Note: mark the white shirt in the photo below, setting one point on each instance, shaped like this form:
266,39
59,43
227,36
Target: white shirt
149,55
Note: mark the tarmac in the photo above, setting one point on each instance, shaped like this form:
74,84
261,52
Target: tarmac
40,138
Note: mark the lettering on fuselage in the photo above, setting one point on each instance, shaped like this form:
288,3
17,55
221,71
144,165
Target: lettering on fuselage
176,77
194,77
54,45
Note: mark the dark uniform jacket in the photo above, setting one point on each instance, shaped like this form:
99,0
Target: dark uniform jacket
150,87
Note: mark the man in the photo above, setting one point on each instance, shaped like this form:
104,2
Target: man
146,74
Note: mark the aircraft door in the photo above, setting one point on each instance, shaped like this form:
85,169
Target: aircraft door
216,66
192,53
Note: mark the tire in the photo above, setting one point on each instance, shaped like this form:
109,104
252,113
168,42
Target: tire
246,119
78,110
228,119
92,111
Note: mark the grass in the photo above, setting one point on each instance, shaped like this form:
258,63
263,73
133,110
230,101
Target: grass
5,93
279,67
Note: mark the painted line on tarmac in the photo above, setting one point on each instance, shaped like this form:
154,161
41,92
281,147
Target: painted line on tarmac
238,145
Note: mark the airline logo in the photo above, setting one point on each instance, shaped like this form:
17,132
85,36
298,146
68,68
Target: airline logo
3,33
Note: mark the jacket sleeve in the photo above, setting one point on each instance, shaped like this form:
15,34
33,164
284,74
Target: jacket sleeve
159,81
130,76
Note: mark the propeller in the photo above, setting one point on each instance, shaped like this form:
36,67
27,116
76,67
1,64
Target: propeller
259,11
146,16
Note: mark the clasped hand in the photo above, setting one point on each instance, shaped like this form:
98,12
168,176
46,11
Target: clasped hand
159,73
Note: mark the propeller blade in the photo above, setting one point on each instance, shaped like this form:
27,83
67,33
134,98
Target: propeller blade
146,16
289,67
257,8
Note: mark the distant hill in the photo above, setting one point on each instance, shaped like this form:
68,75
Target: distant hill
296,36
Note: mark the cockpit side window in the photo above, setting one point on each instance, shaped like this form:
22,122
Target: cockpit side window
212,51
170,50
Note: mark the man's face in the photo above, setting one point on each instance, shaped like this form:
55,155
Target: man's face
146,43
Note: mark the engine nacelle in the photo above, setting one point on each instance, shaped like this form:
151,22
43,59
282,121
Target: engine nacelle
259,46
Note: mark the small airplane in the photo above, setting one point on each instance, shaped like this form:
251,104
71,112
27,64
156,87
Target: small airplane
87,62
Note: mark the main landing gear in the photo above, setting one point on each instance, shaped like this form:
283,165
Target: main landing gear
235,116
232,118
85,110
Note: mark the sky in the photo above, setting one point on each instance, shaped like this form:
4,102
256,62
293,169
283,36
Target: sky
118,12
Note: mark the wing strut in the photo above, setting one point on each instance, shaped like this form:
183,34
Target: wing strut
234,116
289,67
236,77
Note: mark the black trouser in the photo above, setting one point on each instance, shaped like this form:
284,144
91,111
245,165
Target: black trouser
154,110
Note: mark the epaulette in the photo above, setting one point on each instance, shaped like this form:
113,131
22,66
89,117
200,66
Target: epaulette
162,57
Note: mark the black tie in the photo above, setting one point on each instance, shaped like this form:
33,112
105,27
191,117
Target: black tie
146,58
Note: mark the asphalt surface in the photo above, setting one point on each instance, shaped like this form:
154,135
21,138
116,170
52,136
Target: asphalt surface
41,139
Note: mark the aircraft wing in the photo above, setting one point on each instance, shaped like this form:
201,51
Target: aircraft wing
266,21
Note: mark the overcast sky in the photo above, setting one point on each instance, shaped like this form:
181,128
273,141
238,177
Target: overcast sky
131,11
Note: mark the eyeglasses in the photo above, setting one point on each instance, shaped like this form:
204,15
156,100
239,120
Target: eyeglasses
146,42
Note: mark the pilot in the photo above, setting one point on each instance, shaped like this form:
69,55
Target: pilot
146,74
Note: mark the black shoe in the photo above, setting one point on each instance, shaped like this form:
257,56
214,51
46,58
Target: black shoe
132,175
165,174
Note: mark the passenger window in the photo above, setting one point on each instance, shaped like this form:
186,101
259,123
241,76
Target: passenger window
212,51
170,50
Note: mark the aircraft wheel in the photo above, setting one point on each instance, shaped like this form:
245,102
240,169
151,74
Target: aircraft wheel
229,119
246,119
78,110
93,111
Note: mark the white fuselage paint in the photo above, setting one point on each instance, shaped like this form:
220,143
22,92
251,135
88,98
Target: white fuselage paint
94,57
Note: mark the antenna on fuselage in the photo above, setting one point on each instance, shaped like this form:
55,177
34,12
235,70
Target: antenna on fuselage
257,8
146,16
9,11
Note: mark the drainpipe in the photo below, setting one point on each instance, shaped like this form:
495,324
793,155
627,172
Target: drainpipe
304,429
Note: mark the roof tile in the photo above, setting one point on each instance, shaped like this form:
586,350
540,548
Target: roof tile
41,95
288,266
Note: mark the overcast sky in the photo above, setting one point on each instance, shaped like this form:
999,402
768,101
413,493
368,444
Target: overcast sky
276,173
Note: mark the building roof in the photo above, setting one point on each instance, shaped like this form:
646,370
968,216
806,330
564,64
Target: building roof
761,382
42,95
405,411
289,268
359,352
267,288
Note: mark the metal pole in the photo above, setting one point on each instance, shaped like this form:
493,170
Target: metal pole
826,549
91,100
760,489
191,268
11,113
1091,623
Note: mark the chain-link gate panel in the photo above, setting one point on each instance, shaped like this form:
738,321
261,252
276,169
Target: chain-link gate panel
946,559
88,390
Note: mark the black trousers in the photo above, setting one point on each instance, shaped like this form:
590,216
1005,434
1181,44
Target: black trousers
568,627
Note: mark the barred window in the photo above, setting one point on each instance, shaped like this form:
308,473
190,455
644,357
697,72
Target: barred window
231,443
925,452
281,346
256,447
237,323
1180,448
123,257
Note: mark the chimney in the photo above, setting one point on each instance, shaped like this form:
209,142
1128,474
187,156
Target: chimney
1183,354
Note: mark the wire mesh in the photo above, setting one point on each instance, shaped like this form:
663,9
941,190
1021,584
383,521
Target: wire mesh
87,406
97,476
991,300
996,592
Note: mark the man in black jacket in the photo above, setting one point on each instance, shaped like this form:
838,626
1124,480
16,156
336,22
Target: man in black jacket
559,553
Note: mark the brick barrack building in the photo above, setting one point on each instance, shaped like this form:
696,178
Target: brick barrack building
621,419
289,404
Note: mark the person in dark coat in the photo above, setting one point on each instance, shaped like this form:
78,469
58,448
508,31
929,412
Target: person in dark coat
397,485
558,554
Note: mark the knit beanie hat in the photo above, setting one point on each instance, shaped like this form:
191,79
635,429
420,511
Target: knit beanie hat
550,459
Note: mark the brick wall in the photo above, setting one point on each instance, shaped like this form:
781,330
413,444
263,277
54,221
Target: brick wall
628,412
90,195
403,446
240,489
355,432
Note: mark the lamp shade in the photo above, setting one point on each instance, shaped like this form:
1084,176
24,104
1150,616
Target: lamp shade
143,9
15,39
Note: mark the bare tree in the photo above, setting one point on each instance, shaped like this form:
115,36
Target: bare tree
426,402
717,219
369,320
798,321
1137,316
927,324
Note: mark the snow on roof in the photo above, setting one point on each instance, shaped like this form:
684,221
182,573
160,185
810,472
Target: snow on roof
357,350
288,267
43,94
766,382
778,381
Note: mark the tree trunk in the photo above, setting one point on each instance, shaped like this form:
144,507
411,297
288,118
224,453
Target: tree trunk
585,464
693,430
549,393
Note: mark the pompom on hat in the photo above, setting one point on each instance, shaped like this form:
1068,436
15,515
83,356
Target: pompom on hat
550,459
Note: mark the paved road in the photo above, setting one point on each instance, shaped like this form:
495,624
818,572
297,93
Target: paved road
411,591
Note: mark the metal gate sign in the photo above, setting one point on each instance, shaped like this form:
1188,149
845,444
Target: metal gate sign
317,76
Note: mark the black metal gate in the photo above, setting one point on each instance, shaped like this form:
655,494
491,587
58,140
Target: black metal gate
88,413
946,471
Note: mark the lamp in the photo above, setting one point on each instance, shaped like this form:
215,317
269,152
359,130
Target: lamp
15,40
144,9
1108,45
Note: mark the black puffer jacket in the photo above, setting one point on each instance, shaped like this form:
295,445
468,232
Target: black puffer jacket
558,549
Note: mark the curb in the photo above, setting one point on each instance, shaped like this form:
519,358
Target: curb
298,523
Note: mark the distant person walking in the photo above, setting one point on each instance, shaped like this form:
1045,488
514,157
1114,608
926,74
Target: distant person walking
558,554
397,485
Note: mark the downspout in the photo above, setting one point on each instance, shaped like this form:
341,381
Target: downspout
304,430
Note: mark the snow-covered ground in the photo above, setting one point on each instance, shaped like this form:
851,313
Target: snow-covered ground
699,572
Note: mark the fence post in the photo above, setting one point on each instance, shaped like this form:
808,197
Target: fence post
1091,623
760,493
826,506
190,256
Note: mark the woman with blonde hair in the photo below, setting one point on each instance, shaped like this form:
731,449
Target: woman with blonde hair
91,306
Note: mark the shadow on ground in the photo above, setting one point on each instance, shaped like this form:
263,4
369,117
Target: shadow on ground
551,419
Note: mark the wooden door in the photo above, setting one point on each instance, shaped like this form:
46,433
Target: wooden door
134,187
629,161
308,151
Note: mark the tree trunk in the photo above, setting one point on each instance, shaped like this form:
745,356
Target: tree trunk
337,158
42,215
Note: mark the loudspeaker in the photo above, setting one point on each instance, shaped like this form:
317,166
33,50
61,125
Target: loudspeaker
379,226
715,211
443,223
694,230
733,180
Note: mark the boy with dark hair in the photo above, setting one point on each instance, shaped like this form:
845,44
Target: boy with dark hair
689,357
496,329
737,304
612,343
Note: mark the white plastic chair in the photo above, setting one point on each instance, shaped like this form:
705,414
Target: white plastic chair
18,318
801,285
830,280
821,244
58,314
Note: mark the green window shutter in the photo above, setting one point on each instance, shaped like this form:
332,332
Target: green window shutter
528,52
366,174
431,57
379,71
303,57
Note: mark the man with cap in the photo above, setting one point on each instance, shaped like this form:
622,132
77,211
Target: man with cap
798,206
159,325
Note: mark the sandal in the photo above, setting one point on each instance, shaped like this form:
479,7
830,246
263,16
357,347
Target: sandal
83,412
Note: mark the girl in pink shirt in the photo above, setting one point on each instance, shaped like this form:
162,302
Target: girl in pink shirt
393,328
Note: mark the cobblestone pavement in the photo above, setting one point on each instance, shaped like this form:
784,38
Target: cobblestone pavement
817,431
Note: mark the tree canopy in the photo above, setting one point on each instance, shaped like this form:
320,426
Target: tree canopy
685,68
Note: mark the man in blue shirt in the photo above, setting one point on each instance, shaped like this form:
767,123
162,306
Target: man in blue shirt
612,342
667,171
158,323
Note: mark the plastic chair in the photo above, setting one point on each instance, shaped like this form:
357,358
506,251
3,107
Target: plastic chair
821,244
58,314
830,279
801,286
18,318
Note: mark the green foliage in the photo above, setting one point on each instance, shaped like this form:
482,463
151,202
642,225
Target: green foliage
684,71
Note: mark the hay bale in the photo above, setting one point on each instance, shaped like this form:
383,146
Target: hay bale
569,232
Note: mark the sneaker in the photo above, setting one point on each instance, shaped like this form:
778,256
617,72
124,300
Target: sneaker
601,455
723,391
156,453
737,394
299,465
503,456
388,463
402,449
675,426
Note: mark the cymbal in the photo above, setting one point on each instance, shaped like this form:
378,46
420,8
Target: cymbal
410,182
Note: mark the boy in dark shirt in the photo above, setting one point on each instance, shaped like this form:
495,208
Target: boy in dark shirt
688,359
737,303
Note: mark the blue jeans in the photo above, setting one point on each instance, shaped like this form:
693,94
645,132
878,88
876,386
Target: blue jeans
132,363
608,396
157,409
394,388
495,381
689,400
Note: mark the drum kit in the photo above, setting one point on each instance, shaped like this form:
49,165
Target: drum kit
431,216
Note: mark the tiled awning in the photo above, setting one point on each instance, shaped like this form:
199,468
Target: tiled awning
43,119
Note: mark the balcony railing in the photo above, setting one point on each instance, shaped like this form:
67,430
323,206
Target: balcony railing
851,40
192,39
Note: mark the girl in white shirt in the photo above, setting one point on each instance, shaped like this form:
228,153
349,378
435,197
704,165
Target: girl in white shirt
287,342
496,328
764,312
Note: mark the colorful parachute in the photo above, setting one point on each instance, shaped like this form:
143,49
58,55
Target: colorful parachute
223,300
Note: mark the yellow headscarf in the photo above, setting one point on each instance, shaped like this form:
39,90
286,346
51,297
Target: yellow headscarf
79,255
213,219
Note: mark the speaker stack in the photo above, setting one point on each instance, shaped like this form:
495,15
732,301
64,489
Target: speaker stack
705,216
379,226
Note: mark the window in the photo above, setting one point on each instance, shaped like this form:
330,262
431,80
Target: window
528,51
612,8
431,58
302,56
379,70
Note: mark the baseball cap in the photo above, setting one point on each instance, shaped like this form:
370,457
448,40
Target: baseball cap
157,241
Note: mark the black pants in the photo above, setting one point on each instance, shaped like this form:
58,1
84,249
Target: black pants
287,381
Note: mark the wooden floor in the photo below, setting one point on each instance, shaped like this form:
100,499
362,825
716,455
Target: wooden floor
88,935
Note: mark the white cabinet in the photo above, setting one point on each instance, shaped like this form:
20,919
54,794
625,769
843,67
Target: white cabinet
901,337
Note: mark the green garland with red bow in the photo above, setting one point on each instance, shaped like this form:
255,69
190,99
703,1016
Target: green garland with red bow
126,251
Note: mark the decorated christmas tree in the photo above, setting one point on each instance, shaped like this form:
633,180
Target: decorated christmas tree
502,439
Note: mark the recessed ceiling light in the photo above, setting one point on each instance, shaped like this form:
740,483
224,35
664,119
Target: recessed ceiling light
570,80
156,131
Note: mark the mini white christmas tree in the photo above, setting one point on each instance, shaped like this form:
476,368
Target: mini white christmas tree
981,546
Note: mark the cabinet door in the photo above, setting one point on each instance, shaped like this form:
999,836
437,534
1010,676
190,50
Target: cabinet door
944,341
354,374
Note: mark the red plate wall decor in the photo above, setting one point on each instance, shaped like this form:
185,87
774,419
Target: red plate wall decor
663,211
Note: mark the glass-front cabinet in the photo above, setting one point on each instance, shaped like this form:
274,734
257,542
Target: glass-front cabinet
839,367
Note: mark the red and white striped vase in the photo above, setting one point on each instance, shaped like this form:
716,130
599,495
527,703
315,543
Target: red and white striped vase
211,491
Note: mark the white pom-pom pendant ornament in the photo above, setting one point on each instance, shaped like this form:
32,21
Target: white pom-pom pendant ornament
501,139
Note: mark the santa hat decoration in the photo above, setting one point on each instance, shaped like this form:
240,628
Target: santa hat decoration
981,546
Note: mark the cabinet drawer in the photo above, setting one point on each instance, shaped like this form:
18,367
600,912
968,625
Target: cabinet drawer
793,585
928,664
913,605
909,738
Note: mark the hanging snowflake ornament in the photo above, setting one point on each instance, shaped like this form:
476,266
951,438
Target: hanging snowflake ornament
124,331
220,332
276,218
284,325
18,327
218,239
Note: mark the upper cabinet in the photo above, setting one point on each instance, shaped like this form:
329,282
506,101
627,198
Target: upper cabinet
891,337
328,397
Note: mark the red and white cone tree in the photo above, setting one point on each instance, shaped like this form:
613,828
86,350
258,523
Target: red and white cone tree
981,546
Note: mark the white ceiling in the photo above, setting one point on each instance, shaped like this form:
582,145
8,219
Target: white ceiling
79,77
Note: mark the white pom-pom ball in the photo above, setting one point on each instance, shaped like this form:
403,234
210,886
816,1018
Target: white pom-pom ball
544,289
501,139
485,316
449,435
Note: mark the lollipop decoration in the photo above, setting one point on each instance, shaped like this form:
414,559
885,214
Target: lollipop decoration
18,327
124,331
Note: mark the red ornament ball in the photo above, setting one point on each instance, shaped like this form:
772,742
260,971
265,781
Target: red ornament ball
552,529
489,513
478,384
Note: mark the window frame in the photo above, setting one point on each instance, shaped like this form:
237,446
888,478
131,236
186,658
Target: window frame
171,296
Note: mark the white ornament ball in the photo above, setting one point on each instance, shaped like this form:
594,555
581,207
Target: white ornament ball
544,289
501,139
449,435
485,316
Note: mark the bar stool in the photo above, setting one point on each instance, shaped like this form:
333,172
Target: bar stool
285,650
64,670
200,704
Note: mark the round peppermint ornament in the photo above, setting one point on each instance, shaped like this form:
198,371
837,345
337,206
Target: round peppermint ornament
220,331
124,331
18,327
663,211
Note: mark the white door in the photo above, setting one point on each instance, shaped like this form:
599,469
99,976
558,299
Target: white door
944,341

··········

## About this exercise
Your task is to report how many lines of the material include the string "below". Give the number and no other words.

## Exercise answer
4